● Vorliegender Text
/---

Mir gefallen die jungen Naturalisten ganz und gar nicht mehr. Es wird wieder einmal Ereigniß, was für Wien so typisch ist: ein paar Streber bemächtigen sich einer Idee, um daran in die Höhe zu klettern. Dieser Joachim ist – unter uns gesagt – nur ein gewöhnlicher Faiseur; ich habe hier mancherlei gehört, was mir sehr den Geschmack an ihm verdorben hat.
Hildegard hat mir zweimal geschrieben – ich habe ihr keinmal geantwortet. Im zweiten Briefe kündigt sie mir noch einen dritten an – dann keinen mehr, sie sei gewohnt, nur dreimal zu bitten. Ich habe einen Haß gegen dieses Weib und einen unüberwindlichen Widerwillen (Fleißaufgabe für junge Psychologen, das zu erklären). |Vielleicht ist es ihre Verlogenheit, ihre Empfindungslosigkeit mir gegenüber, die sich hinter schönen Briefen verbirgt. Ich hasssie seit dem unverschämt gut stylisirten Abschiedsbrief, den sie mir geschrieben. Vielleicht ist es auch meine . . . .  hm, hm . . . .  Kurzum, sie ist mir zuwider, und ich werde sie wahrscheinlich dreimal vergeblich bitten lassen. Sie schrieb auch davon, daß sie sich mit Dir in Verbindung setzen wolle, wenn »die Sehnsucht nach mir gar zu groß werde«. Du erinnerst Dich wohl, was Du mir diesbezüglich versprochen hast? . . . .

\---

● Arbeitsauftrag
Stimmen die folgenden Aussagen mit dem Text überein? Antworten Sie jeweils mit Ja oder Nein und belegen Sie dies mit den entscheidenden Worten des Textes als wörtlichem Zitat.
(a) Der Schreiber hat Hildegard auf ihre beiden Briefe geantwortet.
(b) Hildegard hat einen dritten Brief angekündigt.
(c) Der Schreiber hält Joachim für einen außergewöhnlichen Künstler.

Einträge im Datensatz:
/---

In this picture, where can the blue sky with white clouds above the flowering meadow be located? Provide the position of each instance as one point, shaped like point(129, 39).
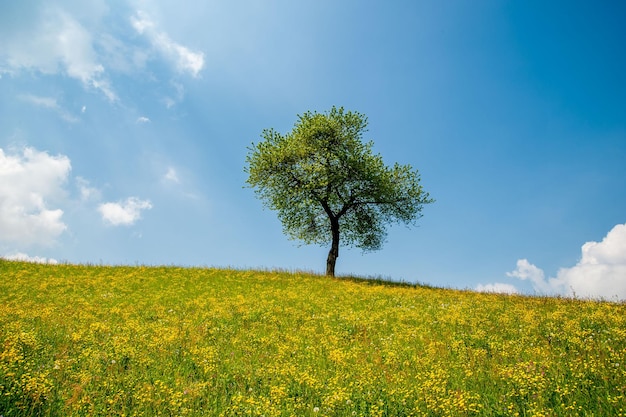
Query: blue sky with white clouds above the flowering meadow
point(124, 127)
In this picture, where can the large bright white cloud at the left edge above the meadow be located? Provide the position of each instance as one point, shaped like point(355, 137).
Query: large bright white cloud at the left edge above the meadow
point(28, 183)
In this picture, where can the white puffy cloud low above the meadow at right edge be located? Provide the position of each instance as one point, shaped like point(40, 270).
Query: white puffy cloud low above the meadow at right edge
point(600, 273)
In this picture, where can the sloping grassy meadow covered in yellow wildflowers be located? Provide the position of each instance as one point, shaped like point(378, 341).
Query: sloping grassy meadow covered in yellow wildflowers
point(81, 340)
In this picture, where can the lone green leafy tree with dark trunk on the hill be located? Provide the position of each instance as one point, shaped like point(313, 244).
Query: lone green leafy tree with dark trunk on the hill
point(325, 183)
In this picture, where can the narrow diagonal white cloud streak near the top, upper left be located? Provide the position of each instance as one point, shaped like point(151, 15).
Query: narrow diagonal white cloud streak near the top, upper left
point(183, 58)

\---

● Lösung
(a) Nein: „ich habe ihr keinmal geantwortet“
(b) Ja: „Im zweiten Briefe kündigt sie mir noch einen dritten an“
(c) Nein: „nur ein gewöhnlicher Faiseur“